Correct encoding of cmsimple content

To acchieve correct presentation of websites, it needs a harmonic configuration, as many elements contribute:

Whenever you see text in a browser, a symphony of settings and configurations is played:

  • server
  • browser
  • CMSimple configuration
  • templates
  • language files
  • the online editor
  • and maybe other factors as well …

As a website-visitor you have one problem: you must configure your browser to automatically detect the encoding of the actual webpage, not using a default encoding for all websites of the world

As a website-producer, you have far more problems, unfortunately

but there is help, as knowledge about settings and configuration will help you to fix this problem.

The following information is particularly target at CMSimple(_XH) installations in which meta_codepage is configured to UTF-8, what's the default since CMSimple_XH 1.2 and mandatory from CMSimple_XH 1.5 onwards.

adjust your browser correctly

whenever you see some funny question marks or other unexpected characters instead of special characters like german umlauts for example, üäöÜÄÖß,

check this:

your browser should detect the character encoding of the website automatically and not set a fixed encoding itself

in Firefox you can define that for example: View / Character Encoding / Automatically Other Browsers offer similar functions

find out if the editor is the problem

As a CMSimple User and Administrator, you have to check far more things than a website visitor, for sure

First you must identify whether the editor is the reason for the broken character encoding or not

To do this,

  1. disable Javascript in your browser
  2. open one page in edit mode. You will get only a textarea to enter text, no editor at all
  3. enter some text with special characters
  4. submit and check the page in View-mode.

If the special characters are wrong, it is definitely not the editor who causes the problem.

Check the server configuration

This information relates to APACHE webserver, as I have no knowledge of other servers unfortunately

Check the HTTP_ACCEPT_CHARSET of APACHE:

write the following php-script, name it info.php for example, upload it to your server and call it in the browser

do not forget to delete this file after the check, for security reasons

<?php
phpinfo();
?>

1. If you find the following information in the output, the server is configured well (for our purposes):

HTTP_ACCEPT_CHARSET UTF-8,*

configured well means that your server accepts UTF-8 plus possibly other encodings

2. If you do not see UTF-8 there,

  • you might ask your hosting-provider to add UTF-8 to your configuration
  • you can place a .htaccess-file in the root of your web or in the folder, where you installed CMSIMPLE

with the following content:

AddCharset UTF-8

If that doesn't work, you might try to force the charset of CMSimple with the following directive in .htaccess:

<filesMatch "^index.php$">
AddDefaultCharset UTF-8
</filesMatch>

3. If you see read that the server accepts UTF-8, but not as the first characterset, maybe like this:

HTTP_ACCEPT_CHARSET iso-8859-1,UTF-8,*

then some of the browsers will not use UTF-8, but use iso-8859-1 instead

in that case ask your hoster to change the sequence of the charactersets or use a separate .htaccess-file for your cmsimple-directory (see above)

- Recorded data
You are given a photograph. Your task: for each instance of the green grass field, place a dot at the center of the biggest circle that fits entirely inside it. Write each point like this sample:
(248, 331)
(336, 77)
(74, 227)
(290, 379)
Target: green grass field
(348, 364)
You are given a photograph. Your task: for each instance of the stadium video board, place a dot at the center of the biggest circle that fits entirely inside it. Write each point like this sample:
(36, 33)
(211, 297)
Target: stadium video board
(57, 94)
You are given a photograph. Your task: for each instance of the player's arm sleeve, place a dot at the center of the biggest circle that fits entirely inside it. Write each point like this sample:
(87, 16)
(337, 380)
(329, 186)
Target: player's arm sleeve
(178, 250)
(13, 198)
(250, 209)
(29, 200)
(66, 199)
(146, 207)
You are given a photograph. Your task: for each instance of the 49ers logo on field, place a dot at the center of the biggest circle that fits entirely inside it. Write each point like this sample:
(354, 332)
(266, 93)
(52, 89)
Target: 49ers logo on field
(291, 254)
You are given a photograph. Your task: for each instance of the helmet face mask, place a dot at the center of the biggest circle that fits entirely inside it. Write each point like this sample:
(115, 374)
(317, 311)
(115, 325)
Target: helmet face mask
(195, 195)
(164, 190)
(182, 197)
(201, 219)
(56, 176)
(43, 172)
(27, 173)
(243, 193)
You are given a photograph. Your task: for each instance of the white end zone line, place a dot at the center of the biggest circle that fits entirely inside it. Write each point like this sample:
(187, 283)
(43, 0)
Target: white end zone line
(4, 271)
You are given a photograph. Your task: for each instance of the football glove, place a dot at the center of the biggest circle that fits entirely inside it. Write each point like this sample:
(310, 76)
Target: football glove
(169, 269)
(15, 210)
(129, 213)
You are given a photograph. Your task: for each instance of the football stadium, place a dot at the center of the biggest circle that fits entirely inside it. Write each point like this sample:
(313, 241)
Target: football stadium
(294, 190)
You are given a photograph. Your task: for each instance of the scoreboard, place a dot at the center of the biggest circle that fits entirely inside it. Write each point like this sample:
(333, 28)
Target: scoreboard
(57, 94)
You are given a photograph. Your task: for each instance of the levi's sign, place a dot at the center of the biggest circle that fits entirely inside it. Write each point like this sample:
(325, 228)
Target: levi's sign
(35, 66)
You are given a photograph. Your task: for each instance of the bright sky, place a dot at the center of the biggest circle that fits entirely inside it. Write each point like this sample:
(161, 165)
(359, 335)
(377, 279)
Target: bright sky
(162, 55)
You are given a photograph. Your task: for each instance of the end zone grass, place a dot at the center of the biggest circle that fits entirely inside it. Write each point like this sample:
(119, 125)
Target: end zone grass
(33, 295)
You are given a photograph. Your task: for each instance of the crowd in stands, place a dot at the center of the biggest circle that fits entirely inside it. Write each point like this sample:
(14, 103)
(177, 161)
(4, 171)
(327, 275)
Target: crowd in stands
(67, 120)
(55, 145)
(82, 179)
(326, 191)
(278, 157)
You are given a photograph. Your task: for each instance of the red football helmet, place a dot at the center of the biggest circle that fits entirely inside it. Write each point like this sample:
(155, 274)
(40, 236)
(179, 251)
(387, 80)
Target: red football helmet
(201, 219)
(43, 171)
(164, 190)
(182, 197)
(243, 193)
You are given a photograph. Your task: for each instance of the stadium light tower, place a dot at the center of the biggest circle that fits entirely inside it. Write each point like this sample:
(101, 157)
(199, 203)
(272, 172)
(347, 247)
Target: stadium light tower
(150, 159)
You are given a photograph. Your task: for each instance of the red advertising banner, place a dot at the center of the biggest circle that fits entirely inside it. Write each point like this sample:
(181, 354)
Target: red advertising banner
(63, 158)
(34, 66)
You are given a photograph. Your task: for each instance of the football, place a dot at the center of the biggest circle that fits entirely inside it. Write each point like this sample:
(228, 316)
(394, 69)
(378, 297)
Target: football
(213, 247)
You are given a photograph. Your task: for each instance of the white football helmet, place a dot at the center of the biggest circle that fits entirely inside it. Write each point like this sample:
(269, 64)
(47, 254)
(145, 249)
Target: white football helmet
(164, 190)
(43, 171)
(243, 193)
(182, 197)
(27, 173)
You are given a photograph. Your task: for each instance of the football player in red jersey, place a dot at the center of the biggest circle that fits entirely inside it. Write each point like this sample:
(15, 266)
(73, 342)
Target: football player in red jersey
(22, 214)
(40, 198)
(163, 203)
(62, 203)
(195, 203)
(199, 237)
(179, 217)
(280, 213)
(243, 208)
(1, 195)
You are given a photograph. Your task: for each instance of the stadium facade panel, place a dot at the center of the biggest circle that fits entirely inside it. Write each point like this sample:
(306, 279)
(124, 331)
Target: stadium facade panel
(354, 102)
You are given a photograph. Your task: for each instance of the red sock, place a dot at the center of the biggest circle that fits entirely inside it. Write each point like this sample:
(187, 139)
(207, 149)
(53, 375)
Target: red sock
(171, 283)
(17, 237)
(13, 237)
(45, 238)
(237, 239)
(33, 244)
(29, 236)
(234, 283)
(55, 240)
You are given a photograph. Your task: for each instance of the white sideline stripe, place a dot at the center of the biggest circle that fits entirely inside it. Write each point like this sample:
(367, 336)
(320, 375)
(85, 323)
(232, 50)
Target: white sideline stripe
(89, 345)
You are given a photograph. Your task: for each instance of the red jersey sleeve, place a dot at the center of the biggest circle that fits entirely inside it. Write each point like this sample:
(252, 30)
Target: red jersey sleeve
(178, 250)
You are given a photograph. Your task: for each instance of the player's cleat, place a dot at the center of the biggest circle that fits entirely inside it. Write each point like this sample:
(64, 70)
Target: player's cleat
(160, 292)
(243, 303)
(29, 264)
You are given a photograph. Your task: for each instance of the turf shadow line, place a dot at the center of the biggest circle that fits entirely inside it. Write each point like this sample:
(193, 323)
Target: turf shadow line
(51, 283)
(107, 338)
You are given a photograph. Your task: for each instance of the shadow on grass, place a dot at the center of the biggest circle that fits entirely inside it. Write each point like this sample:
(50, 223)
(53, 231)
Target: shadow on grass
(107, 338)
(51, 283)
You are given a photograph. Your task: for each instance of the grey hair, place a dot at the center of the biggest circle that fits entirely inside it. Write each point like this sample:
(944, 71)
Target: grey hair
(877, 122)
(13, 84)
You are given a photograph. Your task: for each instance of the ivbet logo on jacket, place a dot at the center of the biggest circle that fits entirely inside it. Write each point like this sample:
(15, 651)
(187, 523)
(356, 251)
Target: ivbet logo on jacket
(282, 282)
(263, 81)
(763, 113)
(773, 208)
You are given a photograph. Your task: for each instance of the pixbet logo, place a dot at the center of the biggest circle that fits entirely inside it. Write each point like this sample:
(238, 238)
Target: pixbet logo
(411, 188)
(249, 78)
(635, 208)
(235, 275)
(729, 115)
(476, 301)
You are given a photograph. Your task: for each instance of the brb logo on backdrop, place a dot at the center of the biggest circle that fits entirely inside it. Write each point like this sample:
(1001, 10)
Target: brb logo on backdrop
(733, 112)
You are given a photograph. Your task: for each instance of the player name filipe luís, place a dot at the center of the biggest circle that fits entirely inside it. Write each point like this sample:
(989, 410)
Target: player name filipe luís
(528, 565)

- Jobs
1. In the guide on encoding CMSimple content, from which CMSimple_XH version is UTF-8 mandatory for meta_codepage?
2. Write the next part of the guide on encoding CMSimple content, starting after its last sentence.

- Answers to the problems
1. From CMSimple_XH 1.5 onwards.

2.
CMSimple-Settings

The CMSimple-Settings and the active template must be synchronized:

  • log in in CMSimple
  • go to Settings / edit language / META and set the meta-information like this:
meta_codepage: UTF-8
  • check that your active template adds no other codepage-information
  • go to Settinges / edit template and check that the template contains this string:
<?php echo head() ;?>
  • but no other meta-information, absolutely forbidden is a statement like the following one:
<meta http-equiv="Content-Type" content="text/html;charset=iso-8859-1" />

because the correct information is added by CMSimple to the output

further template-related actions

collision of the file format

there might be a collision between the file format of your template and the relating css-stylesheet when they are formatted in ANSI but not in UTF-8-formate

so it is suggested that you

  • download both files, template.htm and stylesheet.css,
  • open them in a UTF-8-capable editor
  • save them in UTF-8 format and
  • re-upload them to your server into the template-directory
  • open the file with that editor and use “Format / convert to UTF-8 without BOM ” ⇐ without BOM is important!

Remember: you need an editor, not a wordprocessor for this step!

If you are a Windows-user, I suggest Notepad++, which is a really formidable editor

one more step

if you whish, you might add the following directive to your CSS-file stylesheet.css in the active template-directory as the very first line: @charset “utf-8”;

CMSimple Files: language file, content, plugin files etc.

It is helpful to convert other files as well to UTF-8-format.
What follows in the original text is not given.